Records

********************

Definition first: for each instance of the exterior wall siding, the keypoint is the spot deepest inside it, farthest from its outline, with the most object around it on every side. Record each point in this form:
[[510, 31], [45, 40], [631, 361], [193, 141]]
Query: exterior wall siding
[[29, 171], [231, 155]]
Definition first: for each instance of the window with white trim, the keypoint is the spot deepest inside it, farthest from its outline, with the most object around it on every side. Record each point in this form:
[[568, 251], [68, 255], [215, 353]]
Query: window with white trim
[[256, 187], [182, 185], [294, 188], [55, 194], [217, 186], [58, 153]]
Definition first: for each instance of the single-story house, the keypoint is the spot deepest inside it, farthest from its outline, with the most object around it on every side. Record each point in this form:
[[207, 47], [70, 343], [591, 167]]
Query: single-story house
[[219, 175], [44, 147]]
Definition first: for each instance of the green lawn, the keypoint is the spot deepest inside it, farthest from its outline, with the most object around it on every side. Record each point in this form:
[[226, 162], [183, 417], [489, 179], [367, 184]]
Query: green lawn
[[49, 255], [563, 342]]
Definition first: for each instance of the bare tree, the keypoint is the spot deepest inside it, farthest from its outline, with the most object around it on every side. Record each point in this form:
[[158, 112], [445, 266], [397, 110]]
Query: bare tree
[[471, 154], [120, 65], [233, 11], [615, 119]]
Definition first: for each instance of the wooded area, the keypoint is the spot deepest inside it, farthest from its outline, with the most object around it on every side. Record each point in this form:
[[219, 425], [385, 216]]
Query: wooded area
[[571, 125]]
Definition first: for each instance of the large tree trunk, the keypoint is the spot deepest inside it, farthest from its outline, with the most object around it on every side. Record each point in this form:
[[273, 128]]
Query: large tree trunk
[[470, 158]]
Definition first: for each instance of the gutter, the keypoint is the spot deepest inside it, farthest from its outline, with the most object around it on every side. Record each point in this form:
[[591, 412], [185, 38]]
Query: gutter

********************

Convert the records into a Markdown table with the columns Row and Line. Start at the line containing "Definition first: for each instance of the single-story" and end at the line containing "[[471, 154], [120, 65], [233, 11], [615, 119]]", including both. Number each line and leave out blank lines.

| Row | Line |
|---|---|
| 1 | Definition first: for each instance of the single-story house, the keypoint is the spot deepest inside it, farthest from its outline, with the most object around it on every side. Record each point in this form: |
| 2 | [[207, 47], [70, 343], [591, 167]] |
| 3 | Query: single-story house |
| 4 | [[219, 175], [44, 147]] |
| 5 | Definition first: for each instance of the green lawn, the keypoint is the spot deepest inside it, farthest from its outline, with the most object around it on every side. Record each point in this form: |
| 6 | [[226, 162], [183, 417], [489, 179], [367, 184]] |
| 7 | Query: green lawn |
| 8 | [[49, 255], [563, 342]] |
| 9 | Definition first: for each instance of the bare tree, the keypoint is the spot deepest inside it, farthest from its outline, with the most object around it on every side. Record each point in this form: |
| 10 | [[158, 112], [445, 266], [397, 110]] |
| 11 | Query: bare tree |
| 12 | [[471, 154], [120, 65], [233, 11], [615, 119]] |